(Dataset rows)
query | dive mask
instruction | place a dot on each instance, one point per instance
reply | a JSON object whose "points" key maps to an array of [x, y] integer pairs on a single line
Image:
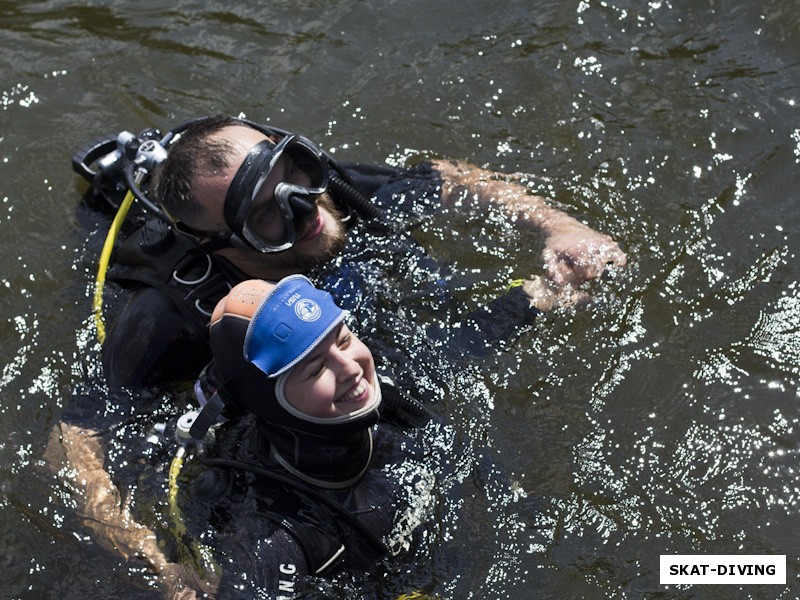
{"points": [[274, 192]]}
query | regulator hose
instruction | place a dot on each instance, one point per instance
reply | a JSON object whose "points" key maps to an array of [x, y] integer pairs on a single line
{"points": [[353, 198], [102, 267]]}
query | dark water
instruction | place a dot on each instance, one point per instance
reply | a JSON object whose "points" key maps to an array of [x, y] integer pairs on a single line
{"points": [[662, 419]]}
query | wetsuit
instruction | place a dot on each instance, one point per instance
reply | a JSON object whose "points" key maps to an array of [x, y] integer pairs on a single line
{"points": [[160, 313], [273, 540]]}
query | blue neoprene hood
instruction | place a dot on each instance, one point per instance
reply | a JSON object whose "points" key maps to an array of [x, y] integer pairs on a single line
{"points": [[290, 322]]}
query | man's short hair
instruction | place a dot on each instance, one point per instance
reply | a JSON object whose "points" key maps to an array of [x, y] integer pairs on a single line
{"points": [[194, 152]]}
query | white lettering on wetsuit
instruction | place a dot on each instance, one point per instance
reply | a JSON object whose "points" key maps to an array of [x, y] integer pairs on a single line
{"points": [[286, 585]]}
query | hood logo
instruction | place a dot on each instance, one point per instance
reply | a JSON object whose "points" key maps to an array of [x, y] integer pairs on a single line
{"points": [[308, 310]]}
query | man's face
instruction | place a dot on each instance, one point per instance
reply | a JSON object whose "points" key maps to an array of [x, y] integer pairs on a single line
{"points": [[319, 237]]}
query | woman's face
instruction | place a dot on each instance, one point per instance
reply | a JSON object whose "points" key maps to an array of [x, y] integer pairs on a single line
{"points": [[336, 379]]}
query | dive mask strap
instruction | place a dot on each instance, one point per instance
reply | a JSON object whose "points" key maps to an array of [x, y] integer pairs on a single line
{"points": [[207, 416]]}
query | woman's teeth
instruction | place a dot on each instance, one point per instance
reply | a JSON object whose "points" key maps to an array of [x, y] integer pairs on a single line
{"points": [[354, 393]]}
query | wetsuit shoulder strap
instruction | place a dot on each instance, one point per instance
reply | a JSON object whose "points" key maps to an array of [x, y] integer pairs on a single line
{"points": [[156, 256]]}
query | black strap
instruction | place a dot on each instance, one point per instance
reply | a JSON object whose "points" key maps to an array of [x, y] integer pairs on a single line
{"points": [[207, 417]]}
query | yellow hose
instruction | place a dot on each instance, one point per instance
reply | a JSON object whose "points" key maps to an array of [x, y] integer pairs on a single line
{"points": [[190, 551], [102, 267]]}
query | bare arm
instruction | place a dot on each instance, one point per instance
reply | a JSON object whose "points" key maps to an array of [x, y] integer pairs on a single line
{"points": [[80, 455], [574, 253]]}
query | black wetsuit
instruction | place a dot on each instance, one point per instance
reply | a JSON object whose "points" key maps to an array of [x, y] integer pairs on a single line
{"points": [[273, 540], [160, 313]]}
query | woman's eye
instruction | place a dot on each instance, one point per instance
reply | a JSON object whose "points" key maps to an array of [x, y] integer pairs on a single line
{"points": [[318, 370]]}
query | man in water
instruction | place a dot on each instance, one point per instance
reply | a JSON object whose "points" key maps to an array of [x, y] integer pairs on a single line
{"points": [[259, 205], [250, 204]]}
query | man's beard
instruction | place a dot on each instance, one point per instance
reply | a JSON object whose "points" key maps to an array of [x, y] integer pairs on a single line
{"points": [[329, 244]]}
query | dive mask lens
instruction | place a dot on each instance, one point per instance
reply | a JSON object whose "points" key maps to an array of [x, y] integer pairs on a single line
{"points": [[278, 186]]}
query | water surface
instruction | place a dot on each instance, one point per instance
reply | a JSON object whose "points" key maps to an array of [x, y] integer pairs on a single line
{"points": [[661, 419]]}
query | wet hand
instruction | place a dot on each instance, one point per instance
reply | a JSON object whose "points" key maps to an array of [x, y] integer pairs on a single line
{"points": [[575, 253]]}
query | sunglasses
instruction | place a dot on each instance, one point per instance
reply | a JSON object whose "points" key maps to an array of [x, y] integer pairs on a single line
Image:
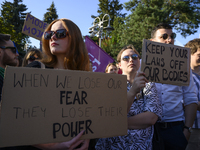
{"points": [[165, 36], [32, 58], [134, 57], [13, 49], [62, 33]]}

= BRIEF =
Quote every record above exactly, leaving out the pictures.

= SOLUTION BELOW =
query | dive mask
instruction | place a dot on each instance, one point per instance
reply | a JSON object whose "points" key maps to an array of [x, y] integer pairs on a single line
Image:
{"points": [[274, 192]]}
query | regulator hose
instruction | place a dot on each instance, one point per instance
reply | a JSON object whose "points" key maps to an array of [x, y] integer pairs on a single line
{"points": [[353, 198], [102, 267]]}
query | dark water
instruction | place a dot on each instance, one point per instance
reply | a JSON object whose "points" key maps to an array of [x, y] integer pairs on a single line
{"points": [[662, 419]]}
query | wetsuit
instruction | place a dot on each instance, one point per instance
reply | a JSON object whose "points" key maps to an array of [x, y] integer pairs on a single line
{"points": [[160, 313], [273, 540]]}
query | blue neoprene hood
instruction | place a dot on each instance, one point per instance
reply | a JSON object whose "points" key maps to an array of [x, y] integer pairs on a single line
{"points": [[290, 322]]}
query | man's short hair
instruction | place a dot on each instance, one point per instance
reply | a JSON object whose "points" key maps to an array of [x, y] integer pairs on a single line
{"points": [[194, 152]]}
query | white lettering on wetsuit
instruction | place a dot on each instance, one point per instance
reply | a JSON object whose "points" key maps to an array of [x, y] integer pairs on a single line
{"points": [[286, 585]]}
query | hood logo
instruction | place a dot on each instance, one point per instance
reply | a JSON object whose "points" key maps to an array of [x, y] integer pairs on a single line
{"points": [[308, 310]]}
query | man's face
instruction | place a dot on each instance, one point per instance
reply | a JSON object whose "points" key maps to an array of [x, y] integer pairs on a single line
{"points": [[319, 237]]}
query | woman's face
instruction | place a dot on each instance, one point per instance
reply | a JSON object whose "points" key maps to an array of [x, y] integer pairs on a single line
{"points": [[336, 379]]}
query | dive mask strap
instruction | place a dot on each instance, one point per instance
reply | a JSON object whose "points" key maps to an array of [x, y] integer pairs on a single line
{"points": [[207, 416]]}
query | woman's teeth
instruction | place a dot on each instance, one point per instance
reply | a JSON object whose "points" key maps to an array of [x, y] integer pairs on a single line
{"points": [[354, 393]]}
query | wetsuit shoulder strap
instruction | place a dot on each instance, one point per instance
reply | a JSON object whose "points" key maps to an array of [x, y] integer pairs on a single line
{"points": [[156, 256]]}
query | black strap
instruction | place a dot on each instance, one point per instance
reply | a JSON object whose "points" key maps to an array of [x, y] integer pairs on a single line
{"points": [[207, 417]]}
query | yellow hose
instruction | place a dot on each instance, one point per instance
reply | a JSON object whose "points" key maps to an array of [x, y] integer pairs on a single line
{"points": [[190, 551], [102, 267]]}
query | bare arm
instruction | place a dot on each instance, one point per instance
reply | a JSON object whose "points" key maps to an array of [x, y] integer pairs on a single line
{"points": [[80, 455], [574, 253]]}
query | black wetsuit
instruction | place a dot on each instance, one point per instance
reply | a JSON object whose "points" key maps to an array of [x, y] integer pairs on a single line
{"points": [[273, 540], [160, 313]]}
query | woman's eye
instruction | place a dot on each instance, one point per instance
reply | a JSON object whose "points" key maps to an array of [x, y] integer pairs on a single line
{"points": [[318, 370]]}
query | man in water
instruction | place a dot on each instance, one point per instance
reply | a JSON object whose "points" key maps to an array of [x, y] integer pairs on a single line
{"points": [[259, 205], [250, 204]]}
query | man's beard
instruction | place a dot on each instance, one point per instance
reply | a JSON object whose "points" key maps to an array of [x, y] integer pairs on a single line
{"points": [[329, 244]]}
query | dive mask lens
instruction | place a dot on each instance, one point per instance
reply | a JSON object whose "points" key maps to an array of [x, y] integer pairs on a single line
{"points": [[278, 186]]}
query | water surface
instruction | place a dot on each instance, one point per instance
reply | a JSON object whose "points" key maps to an array of [x, y] integer pairs on a single line
{"points": [[661, 419]]}
query | wet hand
instruction | place a dot on each instance, one point per instance
reply | a JSON object whose "points" key maps to an array of [x, y] integer pairs on a single line
{"points": [[575, 253]]}
query | sunglasses
instruction | place a dot on each instance, one point per instance
reply | a JSON object whose "points" key maps to an array of [x, y] integer pairs on a single line
Image:
{"points": [[165, 36], [32, 58], [134, 57], [13, 49], [62, 33]]}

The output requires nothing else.